Now correct me if I’m wrong, but (and this is a theoretical question…):  when you want something that you don’t have….a)  do you go asking for it among people who don’t have any themselves, or b) among people who have lots of it to spare?

Hmmm. I wonder…. (finger on chin; one eye looking at the sky)  Should I ask those who have, … or those who don’t have….

Which makes Markell’s asking our Seniors to forgo their credit on school taxes allegedly to balance the budget, nonsensical..  Especially when the top 1% of Delawareans by simply adding a few lines to the tax code. can cough up $70 million a year… (enough to roughly fund 3 years of casino shortfalls) and not experience any loss of spendable cash,

So why would someone ignore those who COULD give, and threaten those who have NOTHING to give?  There are probably many reasons, but none meet the level of good straight forward reasoning… For if you truly want something, asking someone who doesn’t have it is absolutely pointless….

What Seniors don’t have, the 1% does have;  (that is why they are in the one percent.)

So, being theoretical again, wouldn’t it make great sense to turn the tables on Markell and actually go forward and spitefully raise the taxes on HIS friends, those in the top one percent, oh… let us say…. about the same percent that his tax hike would have hit Seniors pinching pennies on limited incomes… to around the percentage of a 100% increase….

So it would come out that on incomes over let us say, $100 million dollars, instead of the 6% they are currently assessed, (the exact same percent as someone earning $60,000) we would hit them with a 100% increase (another 6%)  and bump that owed amount to 12%…  We could then graduate the layers from 6% to 9% over a range of income levels.. and except for the rates on the top echelons, the percentages would still be lower than neighboring New Jersey.

This gives us $70 million in new revenue. Each and every year… We can even blow it on the casino’s if we want….

- **RECORDED DATA**:

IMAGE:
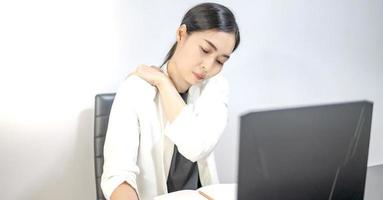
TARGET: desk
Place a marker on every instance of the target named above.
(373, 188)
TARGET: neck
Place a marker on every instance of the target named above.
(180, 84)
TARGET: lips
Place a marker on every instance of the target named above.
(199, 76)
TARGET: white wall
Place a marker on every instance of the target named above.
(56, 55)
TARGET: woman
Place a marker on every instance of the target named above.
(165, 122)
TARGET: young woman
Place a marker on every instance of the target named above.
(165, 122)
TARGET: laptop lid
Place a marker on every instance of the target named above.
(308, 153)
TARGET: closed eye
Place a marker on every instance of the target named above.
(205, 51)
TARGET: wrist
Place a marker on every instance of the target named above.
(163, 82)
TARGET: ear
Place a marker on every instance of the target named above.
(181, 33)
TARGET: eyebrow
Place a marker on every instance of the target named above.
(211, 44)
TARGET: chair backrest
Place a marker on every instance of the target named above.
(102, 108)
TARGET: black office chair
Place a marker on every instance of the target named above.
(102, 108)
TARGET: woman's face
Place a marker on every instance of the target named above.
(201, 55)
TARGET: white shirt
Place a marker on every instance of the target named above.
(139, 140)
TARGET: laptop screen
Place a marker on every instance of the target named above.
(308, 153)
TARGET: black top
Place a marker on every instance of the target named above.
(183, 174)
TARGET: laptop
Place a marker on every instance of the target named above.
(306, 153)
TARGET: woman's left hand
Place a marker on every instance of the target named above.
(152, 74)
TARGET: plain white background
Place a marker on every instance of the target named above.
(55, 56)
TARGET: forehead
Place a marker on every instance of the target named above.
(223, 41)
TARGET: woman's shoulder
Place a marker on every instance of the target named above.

- **GOAL**:
For each statement, say yes or no according to the post on Delaware taxes, and quote the words from it that decide the answer.
1. The top one percent currently pay the same income tax rate as someone earning $60,000.
2. Under the proposed graduated rates, every bracket would be lower than neighboring New Jersey.
3. The proposal would raise $70 million in new revenue each year.

- **COMPLETE OUTPUT**:
1. Yes: "instead of the 6% they are currently assessed, (the exact same percent as someone earning $60,000)"
2. No: "except for the rates on the top echelons, the percentages would still be lower than neighboring New Jersey"
3. Yes: "This gives us $70 million in new revenue. Each and every year…"